-- SUPPLIED MATERIAL --
↓↓↓
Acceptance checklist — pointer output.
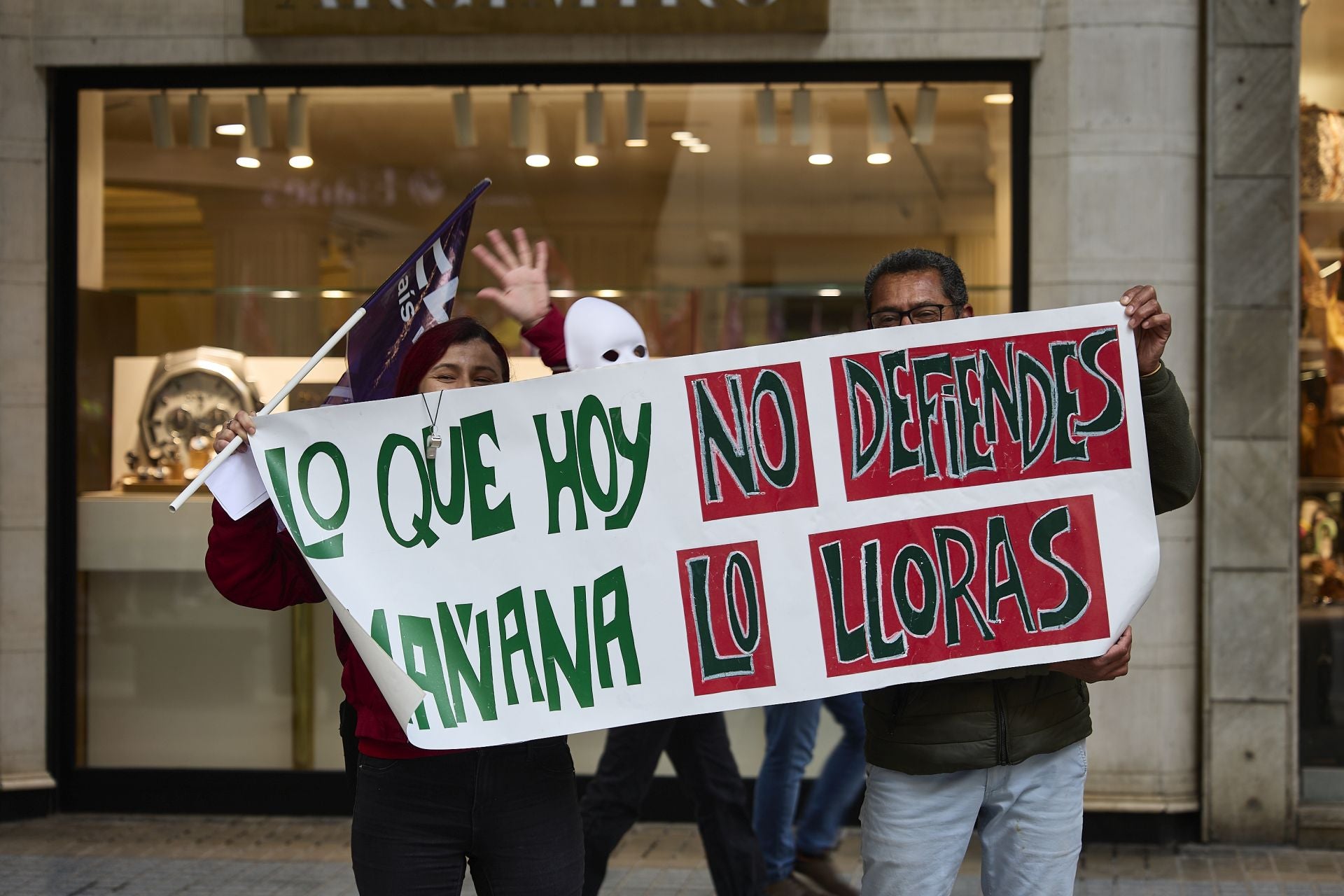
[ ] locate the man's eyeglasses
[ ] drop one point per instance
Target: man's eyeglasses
(917, 315)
↑↑↑
-- TO BE DONE --
Print the lines above word for word, leaving out the picture.

-- COMPLETE OUTPUT --
Acceptance checklist — pointer output.
[ ] locate the man's eyeglasses
[ ] drop one point per instance
Target: man's eyeglasses
(917, 315)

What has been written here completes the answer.